Saved entries
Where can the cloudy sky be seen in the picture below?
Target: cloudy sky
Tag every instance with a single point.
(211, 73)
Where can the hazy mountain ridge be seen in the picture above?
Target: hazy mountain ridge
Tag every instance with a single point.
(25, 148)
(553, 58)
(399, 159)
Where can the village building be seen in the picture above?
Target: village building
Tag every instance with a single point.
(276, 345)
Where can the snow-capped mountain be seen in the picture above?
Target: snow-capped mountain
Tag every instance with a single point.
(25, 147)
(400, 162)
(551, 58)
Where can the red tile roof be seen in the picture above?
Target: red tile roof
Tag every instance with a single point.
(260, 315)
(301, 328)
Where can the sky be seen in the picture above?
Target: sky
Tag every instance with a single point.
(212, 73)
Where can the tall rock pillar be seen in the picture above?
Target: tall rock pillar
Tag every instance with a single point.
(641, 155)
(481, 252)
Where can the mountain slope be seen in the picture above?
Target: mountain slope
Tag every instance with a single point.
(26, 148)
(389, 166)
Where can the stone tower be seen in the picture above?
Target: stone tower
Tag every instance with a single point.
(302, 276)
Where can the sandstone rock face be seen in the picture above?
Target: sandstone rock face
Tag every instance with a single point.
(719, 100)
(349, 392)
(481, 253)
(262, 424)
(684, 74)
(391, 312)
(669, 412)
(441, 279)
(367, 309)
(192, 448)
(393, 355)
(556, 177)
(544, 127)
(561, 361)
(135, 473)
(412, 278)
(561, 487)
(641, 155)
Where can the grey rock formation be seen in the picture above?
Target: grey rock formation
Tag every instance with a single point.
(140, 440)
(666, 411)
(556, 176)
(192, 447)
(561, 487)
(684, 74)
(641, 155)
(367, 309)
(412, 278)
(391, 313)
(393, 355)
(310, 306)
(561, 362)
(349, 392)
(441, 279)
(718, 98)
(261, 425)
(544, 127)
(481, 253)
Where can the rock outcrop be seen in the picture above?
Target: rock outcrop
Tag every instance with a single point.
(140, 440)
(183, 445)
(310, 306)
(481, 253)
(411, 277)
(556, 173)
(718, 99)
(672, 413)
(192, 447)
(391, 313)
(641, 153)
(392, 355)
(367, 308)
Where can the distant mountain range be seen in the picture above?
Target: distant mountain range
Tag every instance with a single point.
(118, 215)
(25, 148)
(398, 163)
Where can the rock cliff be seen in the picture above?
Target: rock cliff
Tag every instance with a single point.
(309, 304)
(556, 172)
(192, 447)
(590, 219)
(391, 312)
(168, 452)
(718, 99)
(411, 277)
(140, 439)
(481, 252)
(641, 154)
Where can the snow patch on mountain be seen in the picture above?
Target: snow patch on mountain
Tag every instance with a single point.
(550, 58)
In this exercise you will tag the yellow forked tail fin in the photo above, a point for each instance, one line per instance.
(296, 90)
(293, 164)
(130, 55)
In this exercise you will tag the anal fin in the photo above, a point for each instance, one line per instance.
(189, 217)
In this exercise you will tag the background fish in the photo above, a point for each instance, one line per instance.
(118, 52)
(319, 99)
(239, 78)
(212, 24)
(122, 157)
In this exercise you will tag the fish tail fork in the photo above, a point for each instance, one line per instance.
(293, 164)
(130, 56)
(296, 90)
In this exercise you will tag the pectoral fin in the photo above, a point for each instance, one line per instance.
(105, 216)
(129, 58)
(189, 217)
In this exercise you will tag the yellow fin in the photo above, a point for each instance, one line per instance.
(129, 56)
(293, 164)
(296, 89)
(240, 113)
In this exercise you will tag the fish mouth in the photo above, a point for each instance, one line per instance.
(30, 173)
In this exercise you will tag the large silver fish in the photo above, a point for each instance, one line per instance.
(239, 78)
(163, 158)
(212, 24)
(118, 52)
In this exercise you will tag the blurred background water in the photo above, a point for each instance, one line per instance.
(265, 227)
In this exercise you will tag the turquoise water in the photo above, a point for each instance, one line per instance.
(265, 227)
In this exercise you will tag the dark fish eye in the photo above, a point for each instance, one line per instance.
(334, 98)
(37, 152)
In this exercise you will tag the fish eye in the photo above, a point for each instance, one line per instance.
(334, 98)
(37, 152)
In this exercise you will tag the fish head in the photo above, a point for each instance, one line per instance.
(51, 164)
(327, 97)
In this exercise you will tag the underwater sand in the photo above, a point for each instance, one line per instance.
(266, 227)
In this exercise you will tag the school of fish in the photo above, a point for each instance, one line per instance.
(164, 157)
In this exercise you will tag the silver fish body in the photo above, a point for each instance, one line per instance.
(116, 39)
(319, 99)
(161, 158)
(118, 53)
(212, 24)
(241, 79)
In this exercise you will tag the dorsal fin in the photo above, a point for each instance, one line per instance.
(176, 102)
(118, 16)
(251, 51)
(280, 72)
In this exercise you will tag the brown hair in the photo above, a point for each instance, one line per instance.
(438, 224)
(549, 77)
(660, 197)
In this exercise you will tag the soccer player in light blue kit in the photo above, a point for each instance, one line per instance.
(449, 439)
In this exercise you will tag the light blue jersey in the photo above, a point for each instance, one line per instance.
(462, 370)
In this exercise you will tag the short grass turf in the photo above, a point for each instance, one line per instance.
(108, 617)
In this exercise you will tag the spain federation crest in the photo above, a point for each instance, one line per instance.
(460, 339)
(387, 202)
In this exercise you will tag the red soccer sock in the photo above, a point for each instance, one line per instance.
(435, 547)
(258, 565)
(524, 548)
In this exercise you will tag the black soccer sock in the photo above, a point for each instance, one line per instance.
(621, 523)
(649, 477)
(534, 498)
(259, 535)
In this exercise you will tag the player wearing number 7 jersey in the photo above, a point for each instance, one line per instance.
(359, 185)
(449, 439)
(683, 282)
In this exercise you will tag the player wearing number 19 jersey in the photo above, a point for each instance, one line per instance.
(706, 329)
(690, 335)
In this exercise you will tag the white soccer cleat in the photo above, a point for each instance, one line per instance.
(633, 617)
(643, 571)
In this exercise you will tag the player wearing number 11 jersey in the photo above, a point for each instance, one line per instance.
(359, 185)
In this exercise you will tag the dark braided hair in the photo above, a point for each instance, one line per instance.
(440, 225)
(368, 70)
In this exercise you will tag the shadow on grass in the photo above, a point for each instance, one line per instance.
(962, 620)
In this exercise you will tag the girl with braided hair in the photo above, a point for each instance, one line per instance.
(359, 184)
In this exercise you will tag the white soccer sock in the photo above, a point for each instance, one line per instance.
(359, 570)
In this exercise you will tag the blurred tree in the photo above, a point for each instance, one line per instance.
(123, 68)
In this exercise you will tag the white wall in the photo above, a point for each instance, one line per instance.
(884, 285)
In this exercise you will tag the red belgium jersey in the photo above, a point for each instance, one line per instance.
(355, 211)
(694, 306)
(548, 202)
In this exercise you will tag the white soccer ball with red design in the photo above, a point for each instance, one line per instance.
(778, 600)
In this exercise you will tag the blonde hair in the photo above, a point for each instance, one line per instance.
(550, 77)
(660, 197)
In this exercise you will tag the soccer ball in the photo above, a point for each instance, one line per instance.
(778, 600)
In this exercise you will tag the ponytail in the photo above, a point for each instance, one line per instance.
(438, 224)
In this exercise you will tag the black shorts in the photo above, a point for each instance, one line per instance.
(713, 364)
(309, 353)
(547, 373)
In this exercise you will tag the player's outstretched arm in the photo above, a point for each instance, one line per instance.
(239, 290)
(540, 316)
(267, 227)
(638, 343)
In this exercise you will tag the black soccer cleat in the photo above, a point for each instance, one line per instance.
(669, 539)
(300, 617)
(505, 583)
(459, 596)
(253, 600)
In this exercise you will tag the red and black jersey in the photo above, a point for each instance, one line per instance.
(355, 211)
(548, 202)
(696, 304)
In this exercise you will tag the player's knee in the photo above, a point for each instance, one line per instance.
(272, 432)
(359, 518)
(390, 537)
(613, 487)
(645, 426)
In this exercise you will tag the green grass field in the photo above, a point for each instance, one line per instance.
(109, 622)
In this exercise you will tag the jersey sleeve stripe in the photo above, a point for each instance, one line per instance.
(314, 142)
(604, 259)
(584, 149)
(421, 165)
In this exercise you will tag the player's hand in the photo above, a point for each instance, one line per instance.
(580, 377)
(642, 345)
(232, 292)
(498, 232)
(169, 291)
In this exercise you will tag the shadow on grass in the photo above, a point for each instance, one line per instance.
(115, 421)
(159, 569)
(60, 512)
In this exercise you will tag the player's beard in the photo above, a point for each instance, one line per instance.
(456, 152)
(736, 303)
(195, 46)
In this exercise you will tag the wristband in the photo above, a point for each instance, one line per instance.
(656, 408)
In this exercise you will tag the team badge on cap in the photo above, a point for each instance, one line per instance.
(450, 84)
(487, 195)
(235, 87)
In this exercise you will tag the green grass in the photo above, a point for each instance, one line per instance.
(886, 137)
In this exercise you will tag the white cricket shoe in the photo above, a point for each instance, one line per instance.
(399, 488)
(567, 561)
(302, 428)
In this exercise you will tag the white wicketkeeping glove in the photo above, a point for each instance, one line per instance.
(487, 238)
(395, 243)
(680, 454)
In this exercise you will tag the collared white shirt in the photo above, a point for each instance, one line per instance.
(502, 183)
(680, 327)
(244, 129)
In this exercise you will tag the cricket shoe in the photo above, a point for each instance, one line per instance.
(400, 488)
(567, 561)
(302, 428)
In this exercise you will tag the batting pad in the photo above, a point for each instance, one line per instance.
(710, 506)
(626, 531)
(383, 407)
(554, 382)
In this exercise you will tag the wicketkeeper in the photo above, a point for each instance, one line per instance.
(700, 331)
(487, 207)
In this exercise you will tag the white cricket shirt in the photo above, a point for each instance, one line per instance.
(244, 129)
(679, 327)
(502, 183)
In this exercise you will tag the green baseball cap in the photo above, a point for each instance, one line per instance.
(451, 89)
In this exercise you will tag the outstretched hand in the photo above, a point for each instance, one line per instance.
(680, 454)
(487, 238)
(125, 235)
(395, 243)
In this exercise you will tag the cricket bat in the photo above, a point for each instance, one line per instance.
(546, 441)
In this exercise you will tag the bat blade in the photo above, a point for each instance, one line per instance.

- **Exercise instructions**
Please copy exactly the lines from the first line of the records above through the line containing "Where can the rock outcrop", including both, and nothing more.

- **Solution for this exercise**
Where can the cloudy sky be seen in the picture below?
Target: cloudy sky
Tag every instance with a single point.
(211, 73)
Where can the hazy mountain ridge be seen in the picture above?
Target: hazy mountain ridge
Tag every instance with a single point.
(25, 148)
(553, 58)
(399, 159)
Where can the village building be seen in the picture above?
Target: village building
Tag every instance with a single point.
(276, 345)
Where can the snow-capped mountain be seen in the picture above?
Target: snow-capped mountain
Tag every instance with a single point.
(25, 147)
(400, 162)
(551, 58)
Where can the red tile roof be seen in the picture above?
Target: red tile roof
Tag every instance with a single point.
(260, 315)
(301, 328)
Where can the sky be seen in the picture above?
Target: sky
Tag every instance with a single point.
(212, 73)
Where can the tall rock pillar be seen in the picture above?
Target: tall rock pillar
Tag every instance with a single point.
(641, 155)
(481, 252)
Where can the mountain slope be seen in the picture above?
Target: mountain slope
Tag every instance with a single point.
(26, 148)
(389, 166)
Where can the stone tower be seen in the picture above?
Target: stone tower
Tag every instance with a single point.
(302, 276)
Where can the sandstone rock face be seen in the picture above?
Target: sandstone rock face
Tag every instance with a single point.
(719, 100)
(349, 392)
(481, 253)
(262, 424)
(684, 74)
(391, 312)
(669, 412)
(441, 279)
(367, 309)
(192, 448)
(393, 355)
(556, 177)
(544, 127)
(561, 361)
(135, 473)
(412, 278)
(561, 487)
(641, 155)
Where can the grey rock formation be seen in the picture above?
Target: grey rock formation
Tag every instance with a single point.
(140, 440)
(666, 411)
(556, 176)
(192, 447)
(561, 487)
(684, 74)
(641, 155)
(367, 309)
(412, 278)
(391, 313)
(393, 355)
(310, 306)
(561, 362)
(349, 392)
(441, 279)
(718, 98)
(261, 425)
(544, 127)
(481, 253)
Where can the rock outcrop be seen in the picture above?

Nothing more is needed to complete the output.